§ **Bereitgestelltes Material**:
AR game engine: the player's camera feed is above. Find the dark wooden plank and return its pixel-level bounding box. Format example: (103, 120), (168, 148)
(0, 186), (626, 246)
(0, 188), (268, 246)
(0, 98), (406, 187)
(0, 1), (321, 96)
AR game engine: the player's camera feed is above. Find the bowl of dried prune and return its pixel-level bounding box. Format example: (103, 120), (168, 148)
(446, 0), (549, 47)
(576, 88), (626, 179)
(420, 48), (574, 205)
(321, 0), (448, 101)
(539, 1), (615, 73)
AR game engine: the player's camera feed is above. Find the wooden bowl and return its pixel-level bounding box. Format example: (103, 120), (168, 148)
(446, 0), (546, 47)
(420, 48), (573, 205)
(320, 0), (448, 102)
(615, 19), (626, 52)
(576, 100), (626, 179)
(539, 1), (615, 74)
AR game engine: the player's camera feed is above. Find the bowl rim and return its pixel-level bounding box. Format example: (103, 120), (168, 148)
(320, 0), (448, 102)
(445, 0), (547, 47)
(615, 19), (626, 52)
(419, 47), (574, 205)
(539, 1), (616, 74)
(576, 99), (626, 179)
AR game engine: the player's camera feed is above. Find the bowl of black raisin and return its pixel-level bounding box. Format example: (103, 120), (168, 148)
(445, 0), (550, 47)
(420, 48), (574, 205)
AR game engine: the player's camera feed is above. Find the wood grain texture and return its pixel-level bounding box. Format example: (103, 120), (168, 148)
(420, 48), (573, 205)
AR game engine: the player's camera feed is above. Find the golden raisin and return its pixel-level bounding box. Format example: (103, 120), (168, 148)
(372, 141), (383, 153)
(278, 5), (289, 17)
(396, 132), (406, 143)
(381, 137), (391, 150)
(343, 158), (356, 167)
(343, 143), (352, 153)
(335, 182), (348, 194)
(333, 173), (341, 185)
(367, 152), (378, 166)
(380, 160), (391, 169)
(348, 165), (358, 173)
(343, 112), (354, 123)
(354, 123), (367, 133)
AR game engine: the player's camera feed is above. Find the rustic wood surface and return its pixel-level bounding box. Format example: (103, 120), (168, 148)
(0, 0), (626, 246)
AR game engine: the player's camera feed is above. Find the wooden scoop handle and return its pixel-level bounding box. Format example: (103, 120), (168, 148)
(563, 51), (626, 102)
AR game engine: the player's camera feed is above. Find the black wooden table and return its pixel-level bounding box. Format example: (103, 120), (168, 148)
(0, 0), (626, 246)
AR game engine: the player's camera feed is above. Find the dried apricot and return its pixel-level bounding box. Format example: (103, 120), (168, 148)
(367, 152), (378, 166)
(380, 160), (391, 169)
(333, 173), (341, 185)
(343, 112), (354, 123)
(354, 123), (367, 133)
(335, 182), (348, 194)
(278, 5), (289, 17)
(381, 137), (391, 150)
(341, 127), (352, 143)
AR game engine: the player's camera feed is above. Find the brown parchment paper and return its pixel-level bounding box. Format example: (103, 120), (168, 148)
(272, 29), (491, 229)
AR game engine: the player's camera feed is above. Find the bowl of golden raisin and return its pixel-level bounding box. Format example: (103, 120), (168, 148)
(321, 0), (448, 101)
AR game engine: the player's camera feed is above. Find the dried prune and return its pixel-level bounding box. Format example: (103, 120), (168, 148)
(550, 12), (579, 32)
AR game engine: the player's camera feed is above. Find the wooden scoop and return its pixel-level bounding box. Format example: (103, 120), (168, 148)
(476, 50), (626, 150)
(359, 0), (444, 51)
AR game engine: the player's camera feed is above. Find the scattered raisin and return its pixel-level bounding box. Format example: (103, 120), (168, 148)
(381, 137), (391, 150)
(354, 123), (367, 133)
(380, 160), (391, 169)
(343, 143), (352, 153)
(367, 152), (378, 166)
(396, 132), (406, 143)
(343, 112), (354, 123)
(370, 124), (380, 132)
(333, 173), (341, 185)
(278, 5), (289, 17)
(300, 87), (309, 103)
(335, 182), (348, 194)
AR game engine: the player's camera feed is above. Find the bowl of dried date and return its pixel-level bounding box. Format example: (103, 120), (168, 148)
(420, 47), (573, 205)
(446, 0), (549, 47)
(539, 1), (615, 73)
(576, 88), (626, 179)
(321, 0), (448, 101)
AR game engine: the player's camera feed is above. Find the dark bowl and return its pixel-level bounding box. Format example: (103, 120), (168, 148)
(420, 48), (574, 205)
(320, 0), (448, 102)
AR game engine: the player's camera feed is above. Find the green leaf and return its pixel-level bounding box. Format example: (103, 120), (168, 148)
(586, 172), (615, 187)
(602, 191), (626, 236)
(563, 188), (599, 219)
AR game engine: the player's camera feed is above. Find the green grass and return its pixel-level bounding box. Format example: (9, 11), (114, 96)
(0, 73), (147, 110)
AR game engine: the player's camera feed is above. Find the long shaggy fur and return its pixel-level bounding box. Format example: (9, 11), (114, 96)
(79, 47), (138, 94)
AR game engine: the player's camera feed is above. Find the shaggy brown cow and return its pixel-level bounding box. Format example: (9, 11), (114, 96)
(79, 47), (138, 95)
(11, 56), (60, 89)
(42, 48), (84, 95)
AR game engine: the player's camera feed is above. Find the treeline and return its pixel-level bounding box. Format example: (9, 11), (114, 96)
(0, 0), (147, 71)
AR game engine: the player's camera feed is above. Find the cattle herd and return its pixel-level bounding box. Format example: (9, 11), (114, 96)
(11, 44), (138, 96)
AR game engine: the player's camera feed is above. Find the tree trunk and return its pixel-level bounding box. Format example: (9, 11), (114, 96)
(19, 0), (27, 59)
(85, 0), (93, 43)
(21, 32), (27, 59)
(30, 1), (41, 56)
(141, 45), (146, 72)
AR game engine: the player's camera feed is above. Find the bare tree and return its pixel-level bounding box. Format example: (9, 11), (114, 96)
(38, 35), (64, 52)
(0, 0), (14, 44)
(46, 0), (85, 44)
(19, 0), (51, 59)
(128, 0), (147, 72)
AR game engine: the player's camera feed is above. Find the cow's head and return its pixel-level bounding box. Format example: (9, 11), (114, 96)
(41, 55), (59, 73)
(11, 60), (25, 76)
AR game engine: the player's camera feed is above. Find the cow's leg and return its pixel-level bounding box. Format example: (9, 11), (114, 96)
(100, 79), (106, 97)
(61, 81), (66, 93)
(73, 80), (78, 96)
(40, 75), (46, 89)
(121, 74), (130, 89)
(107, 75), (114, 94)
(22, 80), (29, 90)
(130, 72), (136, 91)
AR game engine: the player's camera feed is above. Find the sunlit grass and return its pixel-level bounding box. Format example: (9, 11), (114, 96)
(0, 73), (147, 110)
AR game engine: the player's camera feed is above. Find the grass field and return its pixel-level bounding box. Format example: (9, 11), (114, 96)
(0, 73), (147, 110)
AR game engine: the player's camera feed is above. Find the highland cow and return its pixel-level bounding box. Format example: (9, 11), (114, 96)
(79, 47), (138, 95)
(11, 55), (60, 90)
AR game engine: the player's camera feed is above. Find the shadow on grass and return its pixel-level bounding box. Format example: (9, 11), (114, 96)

§ **Details zur Aufgabe**:
Tippe die gesamte Liste oben Zeile für Zeile ohne jede Änderung ab.

§ **Vollständige Ausgabe**:
AR game engine: the player's camera feed is above. Find the dark wooden plank and return its pixel-level bounding box. Format example: (103, 120), (168, 148)
(0, 186), (626, 246)
(0, 188), (268, 246)
(0, 98), (406, 187)
(0, 1), (321, 96)
AR game engine: the player's camera feed is above. Find the bowl of dried prune and return its pixel-level bounding box. Format example: (103, 120), (168, 148)
(446, 0), (549, 47)
(576, 88), (626, 179)
(420, 48), (574, 205)
(321, 0), (448, 101)
(539, 1), (615, 73)
AR game engine: the player's camera feed is above. Find the wooden bowl and return its pixel-level bounding box. Format example: (103, 120), (168, 148)
(446, 0), (546, 47)
(420, 48), (573, 205)
(320, 0), (448, 102)
(615, 19), (626, 52)
(576, 100), (626, 179)
(539, 1), (615, 74)
AR game engine: the player's camera feed is above. Find the bowl rim and return its pixel-level bounding box. Format example: (103, 120), (168, 148)
(320, 0), (448, 102)
(445, 0), (547, 47)
(615, 19), (626, 52)
(419, 47), (574, 205)
(539, 1), (616, 74)
(576, 99), (626, 179)
AR game engine: the player's camera feed is above. Find the bowl of black raisin and return its pixel-level bounding box. Format example: (103, 120), (168, 148)
(445, 0), (550, 47)
(420, 48), (574, 205)
AR game engine: the player's camera feed is above. Find the wood grain texture and return its pixel-level bounding box. Format example: (103, 120), (168, 148)
(420, 48), (573, 205)
AR game engine: the player's camera feed is above. Find the golden raisin and return its pixel-level bounding box. Format example: (103, 120), (168, 148)
(372, 141), (383, 153)
(278, 5), (289, 17)
(396, 132), (406, 143)
(381, 137), (391, 150)
(343, 158), (356, 167)
(343, 143), (352, 153)
(335, 182), (348, 194)
(333, 173), (341, 185)
(367, 152), (378, 166)
(380, 160), (391, 169)
(348, 165), (358, 173)
(343, 112), (354, 123)
(354, 123), (367, 133)
AR game engine: the player's camera feed is above. Find the rustic wood surface and return its pixel-level bounding box. Format example: (103, 120), (168, 148)
(0, 0), (626, 246)
AR game engine: the player's camera feed is above. Find the wooden scoop handle and return its pixel-level bounding box. Format example: (103, 120), (168, 148)
(563, 51), (626, 102)
AR game engine: the player's camera feed is above. Find the black wooden table and return its pixel-level bounding box. Format example: (103, 120), (168, 148)
(0, 0), (626, 246)
AR game engine: the player's camera feed is above. Find the dried apricot and return its pixel-level bounding box. Format example: (103, 120), (168, 148)
(367, 152), (378, 166)
(380, 160), (391, 169)
(333, 173), (341, 185)
(343, 112), (354, 123)
(354, 123), (367, 133)
(335, 182), (348, 194)
(278, 5), (289, 17)
(381, 137), (391, 150)
(341, 127), (352, 143)
AR game engine: the player's camera feed is above. Find the brown parchment paper and return its pixel-level bounding box. Format example: (103, 120), (168, 148)
(272, 29), (491, 229)
AR game engine: the player's camera feed is above. Find the bowl of golden raisin and return its pixel-level bounding box. Format example: (103, 120), (168, 148)
(321, 0), (448, 101)
AR game engine: the player's camera feed is above. Find the dried prune and return its pixel-level bounding box. Format example: (103, 120), (168, 148)
(550, 12), (579, 32)
AR game engine: the player's camera feed is above. Find the wooden scoop and return its pixel-level bounding box. Format example: (103, 120), (168, 148)
(476, 50), (626, 150)
(359, 0), (444, 51)
AR game engine: the player's camera feed is above. Find the scattered raisin and return its pixel-level bounding box. Format example: (103, 120), (168, 148)
(381, 137), (391, 150)
(354, 123), (367, 133)
(380, 160), (391, 169)
(343, 143), (352, 153)
(367, 152), (378, 166)
(396, 132), (406, 143)
(343, 112), (354, 123)
(370, 124), (380, 132)
(333, 173), (341, 185)
(278, 5), (289, 17)
(300, 87), (309, 103)
(335, 182), (348, 194)
AR game engine: the player's camera feed is above. Find the bowl of dried date and return its pixel-level bounding box. Format example: (103, 120), (168, 148)
(420, 47), (573, 205)
(446, 0), (549, 47)
(539, 1), (615, 73)
(576, 88), (626, 179)
(321, 0), (448, 101)
AR game engine: the player's camera feed is above. Find the dark bowl and return its pixel-level bounding box. Format example: (103, 120), (168, 148)
(420, 48), (574, 205)
(320, 0), (448, 102)
AR game engine: the player's camera feed is above. Find the green leaf and return its pixel-level bounding box. Format example: (103, 120), (168, 148)
(586, 172), (615, 187)
(602, 191), (626, 236)
(563, 188), (599, 219)
AR game engine: the player's camera feed is above. Find the green grass and return its pixel-level bounding box. Format example: (9, 11), (114, 96)
(0, 73), (147, 110)
AR game engine: the player's camera feed is above. Find the long shaggy fur and return its pixel-level bounding box. Format example: (9, 11), (114, 96)
(79, 47), (138, 94)
AR game engine: the player's camera feed is above. Find the shaggy brown cow and return its pixel-level bounding box. Format example: (9, 11), (114, 96)
(79, 47), (138, 95)
(11, 56), (60, 89)
(42, 48), (84, 95)
AR game engine: the player's camera feed is above. Find the treeline and return its pixel-level bounding box. Format example: (9, 11), (114, 96)
(0, 0), (147, 71)
AR game engine: the player's camera feed is above. Find the cattle herd and return its pixel-level bounding box. Format example: (9, 11), (114, 96)
(11, 44), (138, 96)
AR game engine: the player's camera feed is above. Find the tree trunk and return its pixel-level bounding box. Format example: (9, 11), (114, 96)
(19, 0), (27, 59)
(85, 0), (93, 43)
(21, 32), (27, 59)
(30, 1), (41, 56)
(141, 45), (146, 72)
AR game engine: the player's camera feed is above. Find the bare tree and return its pixel-level bounding box. Format example: (9, 11), (114, 96)
(38, 35), (64, 52)
(0, 0), (14, 44)
(46, 0), (85, 44)
(19, 0), (51, 59)
(128, 0), (147, 72)
AR game engine: the player's camera feed is above. Find the cow's head and return its pixel-level bounding box. Format example: (9, 11), (114, 96)
(41, 55), (59, 73)
(11, 60), (25, 76)
AR game engine: the player's camera feed is above. Find the cow's leg and return its pixel-level bounding box. Format example: (9, 11), (114, 96)
(100, 79), (106, 97)
(61, 81), (66, 93)
(73, 80), (78, 96)
(40, 75), (46, 89)
(121, 74), (130, 89)
(107, 75), (114, 94)
(22, 80), (29, 90)
(130, 72), (136, 91)
AR game engine: the player's camera feed is above. Find the sunlit grass and return its pixel-level bounding box. Format example: (9, 11), (114, 96)
(0, 73), (147, 110)
AR game engine: the player's camera feed is above. Find the grass field and return its pixel-level bounding box. Format example: (9, 11), (114, 96)
(0, 73), (147, 110)
AR game engine: the player's camera feed is above. Find the highland cow and return its pixel-level bounding box. Format example: (9, 11), (114, 96)
(79, 47), (138, 95)
(11, 55), (60, 90)
AR game engine: the player's camera feed is above. Find the shadow on grass and return its pixel-level bounding box. Format example: (9, 11), (114, 96)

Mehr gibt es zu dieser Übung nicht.